▸ **Material**
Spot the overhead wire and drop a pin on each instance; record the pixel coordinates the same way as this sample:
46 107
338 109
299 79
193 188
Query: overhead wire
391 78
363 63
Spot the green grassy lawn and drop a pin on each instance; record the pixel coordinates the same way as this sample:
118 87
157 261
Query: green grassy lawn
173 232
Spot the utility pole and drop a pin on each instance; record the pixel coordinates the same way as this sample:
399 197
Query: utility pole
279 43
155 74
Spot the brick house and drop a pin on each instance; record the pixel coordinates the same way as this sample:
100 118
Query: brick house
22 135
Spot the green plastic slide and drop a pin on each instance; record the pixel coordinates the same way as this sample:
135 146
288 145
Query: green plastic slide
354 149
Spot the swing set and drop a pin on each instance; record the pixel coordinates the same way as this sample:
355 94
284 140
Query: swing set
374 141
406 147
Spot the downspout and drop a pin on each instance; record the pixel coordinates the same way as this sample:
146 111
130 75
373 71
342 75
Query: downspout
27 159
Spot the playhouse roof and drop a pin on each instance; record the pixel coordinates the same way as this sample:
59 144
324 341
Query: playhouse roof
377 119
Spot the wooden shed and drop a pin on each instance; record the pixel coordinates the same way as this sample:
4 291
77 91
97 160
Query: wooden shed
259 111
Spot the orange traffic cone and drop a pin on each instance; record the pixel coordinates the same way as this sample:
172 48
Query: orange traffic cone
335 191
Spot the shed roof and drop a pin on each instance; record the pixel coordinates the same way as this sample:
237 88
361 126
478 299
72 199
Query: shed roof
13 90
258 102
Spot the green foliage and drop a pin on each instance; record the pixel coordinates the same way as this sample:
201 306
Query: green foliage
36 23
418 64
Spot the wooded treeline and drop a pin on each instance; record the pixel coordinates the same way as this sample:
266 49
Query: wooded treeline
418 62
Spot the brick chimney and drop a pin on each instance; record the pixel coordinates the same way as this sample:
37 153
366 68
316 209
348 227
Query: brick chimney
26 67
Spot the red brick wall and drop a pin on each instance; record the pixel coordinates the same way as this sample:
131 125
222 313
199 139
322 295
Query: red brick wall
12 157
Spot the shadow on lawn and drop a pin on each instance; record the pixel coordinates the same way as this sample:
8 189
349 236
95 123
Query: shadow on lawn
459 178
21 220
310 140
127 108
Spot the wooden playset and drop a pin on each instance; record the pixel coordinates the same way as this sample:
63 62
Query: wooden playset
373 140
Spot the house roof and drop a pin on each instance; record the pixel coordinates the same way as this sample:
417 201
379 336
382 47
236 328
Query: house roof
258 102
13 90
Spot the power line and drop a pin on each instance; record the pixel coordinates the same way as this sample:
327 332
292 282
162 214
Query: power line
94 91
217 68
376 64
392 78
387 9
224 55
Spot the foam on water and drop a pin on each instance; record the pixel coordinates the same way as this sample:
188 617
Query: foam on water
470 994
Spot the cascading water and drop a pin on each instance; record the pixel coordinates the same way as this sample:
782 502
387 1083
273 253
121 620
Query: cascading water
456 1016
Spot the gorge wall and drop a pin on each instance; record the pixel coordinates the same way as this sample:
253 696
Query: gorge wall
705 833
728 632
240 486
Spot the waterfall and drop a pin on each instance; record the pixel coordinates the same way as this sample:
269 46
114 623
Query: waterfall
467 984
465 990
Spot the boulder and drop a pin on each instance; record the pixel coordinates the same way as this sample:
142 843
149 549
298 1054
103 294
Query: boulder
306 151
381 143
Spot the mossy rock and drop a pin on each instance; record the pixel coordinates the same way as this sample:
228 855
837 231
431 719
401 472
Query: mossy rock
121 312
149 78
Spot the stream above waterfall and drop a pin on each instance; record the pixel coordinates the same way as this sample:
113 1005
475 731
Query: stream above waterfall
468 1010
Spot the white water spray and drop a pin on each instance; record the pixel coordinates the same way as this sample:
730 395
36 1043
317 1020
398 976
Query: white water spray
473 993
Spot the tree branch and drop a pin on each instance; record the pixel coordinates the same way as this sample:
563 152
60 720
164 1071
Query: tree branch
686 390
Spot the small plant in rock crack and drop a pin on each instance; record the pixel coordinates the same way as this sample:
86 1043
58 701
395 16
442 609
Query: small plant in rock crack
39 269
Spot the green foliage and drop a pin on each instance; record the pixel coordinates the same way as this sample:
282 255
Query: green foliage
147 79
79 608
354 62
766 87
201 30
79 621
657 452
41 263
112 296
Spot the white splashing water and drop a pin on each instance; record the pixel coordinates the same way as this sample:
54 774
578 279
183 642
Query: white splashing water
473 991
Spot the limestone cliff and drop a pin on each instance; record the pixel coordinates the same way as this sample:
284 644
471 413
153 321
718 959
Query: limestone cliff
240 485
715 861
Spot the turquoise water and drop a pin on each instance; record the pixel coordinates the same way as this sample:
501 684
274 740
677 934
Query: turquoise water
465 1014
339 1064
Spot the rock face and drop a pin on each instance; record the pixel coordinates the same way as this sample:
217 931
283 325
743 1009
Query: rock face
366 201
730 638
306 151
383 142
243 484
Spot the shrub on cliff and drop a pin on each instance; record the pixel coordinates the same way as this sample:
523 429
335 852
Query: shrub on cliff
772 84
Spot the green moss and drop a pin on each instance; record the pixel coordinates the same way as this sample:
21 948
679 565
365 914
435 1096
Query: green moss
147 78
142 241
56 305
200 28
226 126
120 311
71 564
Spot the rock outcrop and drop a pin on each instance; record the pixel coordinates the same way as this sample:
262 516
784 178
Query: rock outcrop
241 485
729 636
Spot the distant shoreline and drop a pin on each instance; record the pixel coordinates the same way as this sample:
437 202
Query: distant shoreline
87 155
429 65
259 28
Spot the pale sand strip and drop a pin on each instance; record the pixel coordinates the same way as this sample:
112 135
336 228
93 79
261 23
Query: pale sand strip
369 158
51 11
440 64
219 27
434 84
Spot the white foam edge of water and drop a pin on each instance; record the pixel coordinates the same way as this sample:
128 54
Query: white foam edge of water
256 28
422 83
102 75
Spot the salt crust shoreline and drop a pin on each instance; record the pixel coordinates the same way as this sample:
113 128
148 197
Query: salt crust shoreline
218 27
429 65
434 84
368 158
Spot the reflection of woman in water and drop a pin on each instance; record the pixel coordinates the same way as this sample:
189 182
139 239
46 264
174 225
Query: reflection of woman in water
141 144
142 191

▸ **Task statement**
Output each entry precisely as given.

▸ **Response**
Spot the overhead wire and drop a pin on each instance; record the pixel coordinates the same way as this sample:
46 107
338 109
299 79
193 188
Query: overhead wire
391 78
363 63
Spot the green grassy lawn and drop a pin on each instance; record the pixel coordinates the same way as this sample:
118 87
157 261
Query: green grassy lawn
173 232
Spot the utility pole and drop a pin on each instance; record the pixel coordinates the same way as this sample:
399 197
Query: utility pole
279 43
155 74
Spot the brick house and drop a pin on each instance; record the pixel coordinates the same way as this sample:
100 118
Query: brick house
22 135
Spot the green plastic slide and drop a pin on each instance; record the pixel coordinates the same way as this sample:
135 146
288 145
Query: green plastic slide
354 149
Spot the swing set and drop a pin on each instance; record the pixel coordinates the same way as this sample:
355 94
284 140
Query: swing set
374 141
406 147
Spot the downspout and drop a pin on each instance; record the pixel coordinates the same way as this sample:
146 111
130 75
373 71
342 75
Query: downspout
27 159
Spot the playhouse roof and drop a pin on each instance; record the pixel coordinates the same way as this sample:
59 144
324 341
Query: playhouse roof
377 119
Spot the wooden shed and drop a pin on each instance; record the pixel coordinates the same way as this sample:
4 291
77 91
97 160
Query: wooden shed
259 111
Spot the orange traffic cone and drop a pin on each instance; record the pixel coordinates the same way as this sample:
172 48
Query: orange traffic cone
335 191
Spot the shed roof and drop a pin on each instance; record the pixel coordinates the same way as this sample:
237 88
361 126
478 299
72 199
Query: shed roof
13 90
258 102
Spot the green foliage and drop a pin on each instance; record the pixel coordinates the same way as this sample:
201 306
Query: green foliage
36 23
418 64
Spot the wooded treeline and drop a pin on each instance; record the pixel coordinates the same way as this sample:
266 49
Query: wooded treeline
418 62
Spot the brick chimney and drop a pin on each instance; record the pixel coordinates the same way as this sample:
37 153
366 68
316 209
348 227
Query: brick chimney
26 67
Spot the red brick wall and drop a pin on each instance; record the pixel coordinates the same way as this sample:
131 125
222 313
199 139
322 295
Query: red brick wall
12 157
Spot the shadow on lawn and drop a pin on each instance; record the pixel coordinates the same way as this sample:
8 189
349 236
95 123
Query: shadow on lawn
459 178
21 220
310 140
127 108
Spot the wooden playset and drop a pin on each instance; record the pixel coordinates the same way as this sample:
63 62
Query: wooden playset
373 140
Spot the house roof and drop a pin on each instance; record the pixel coordinates the same way as this sample:
417 201
379 336
382 47
236 328
Query: house roof
258 102
13 90
Spot the power line and drop a pin on each instance; record the pixel coordinates the same way as this sample:
327 332
292 282
162 214
Query: power line
94 91
217 68
376 64
392 78
387 9
224 55
Spot the foam on water and drop a pin on each instance; record the pixel coordinates the same way as this sample:
188 617
Query: foam on water
470 994
Spot the cascading water and drop a pin on each instance; record the pixel coordinates the same way as this sample:
782 502
387 1083
273 253
121 620
Query: cascading water
456 1016
Spot the gorge wall and drop a pin on each instance; record the pixel coordinates the same way as this sample:
253 696
Query: gorge wall
705 833
728 632
240 486
Spot the waterfall and drop a pin on each instance; record the pixel coordinates the same way as this sample:
269 46
114 623
Query: waterfall
467 984
465 990
Spot the boulder and drop a pin on each instance; record the pixel coordinates the same way as this sample:
142 843
149 549
298 1054
103 294
Query: boulder
306 151
381 143
Spot the mossy rock and drop a pin on each instance; record the pixel coordinates the same way as this sample:
228 855
837 231
431 719
401 472
Query: mossy rock
121 312
149 78
Spot the stream above waterfall and drop a pin on each instance; record the pixel coordinates the same way as this sample:
113 1005
475 731
Query: stream above waterfall
468 1010
Spot the white water spray and drop a pin on each instance; record the pixel coordinates the same way as this sample:
730 395
36 1043
317 1020
398 976
Query: white water spray
473 993
Spot the tree branch and drop a pin on each instance; record the pixel coordinates the same way as this sample:
563 152
60 720
164 1071
Query: tree branch
686 390
Spot the small plant in rock crack and drop a pin on each instance; record the pixel coordinates the same way as this sample:
86 1043
58 701
395 16
442 609
Query: small plant in rock crack
39 269
Spot the green foliage and drop a pin on each instance; record the pixel coordinates the same way as this sample:
282 255
Query: green foliage
147 79
79 608
354 62
766 87
201 30
79 621
657 452
41 263
112 296
Spot the white splashing water and drop a pin on each instance; record the pixel coordinates the same way as this sample:
54 774
578 279
183 642
Query: white splashing water
473 991
Spot the limestone cliff and drop a pin on each instance; record the pixel coordinates the same way as this sample:
284 644
471 413
153 321
718 959
Query: limestone cliff
240 485
715 861
Spot the turquoise water and drop a pin on each instance; record the pixel coordinates the same way as this sample:
501 684
274 740
677 934
Query: turquoise water
465 1014
339 1064
Spot the rock face and drop a pin on each instance; record the pixel coordinates the same way as this sample:
217 931
283 325
743 1009
Query: rock face
366 201
730 638
306 151
383 142
243 484
Spot the shrub on cliff and drop a pin on each instance; record the pixel coordinates the same way as this sample:
523 429
335 852
Query: shrub on cliff
772 84
Spot the green moss and drop a pin on each instance; record the pixel coordinates the same way as this sample:
21 948
679 565
365 914
435 1096
Query: green moss
147 78
142 241
56 305
200 28
226 126
120 311
71 564
Spot the rock outcrop and drop a pin on each instance; record the pixel coordinates the same way as this sample:
262 516
784 178
Query: rock outcrop
241 485
729 636
Spot the distant shoreline and drop a pin on each instance; record the pixel coordinates the same way as this sample:
437 202
Query: distant shoreline
87 155
429 65
259 28
Spot the pale sand strip and drop a pin on each instance; record the pixel coordinates the same way as this sample:
112 135
336 228
93 79
261 23
Query: pale sand strip
369 158
51 11
440 64
219 27
434 84
Spot the white foam edge of water and drop a pin on each instance; record the pixel coordinates the same way as this sample:
128 54
Query: white foam edge of water
256 28
422 83
102 75
Spot the salt crust shoreline and drop a pin on each instance; record the pixel coordinates the same way as this sample:
113 128
148 197
Query: salt crust shoreline
218 27
429 65
434 84
368 158
Spot the reflection of woman in water and drop a pin on each instance; record the pixel coordinates the same way as this sample:
189 182
139 239
46 264
174 225
Query: reflection of woman in water
141 144
142 191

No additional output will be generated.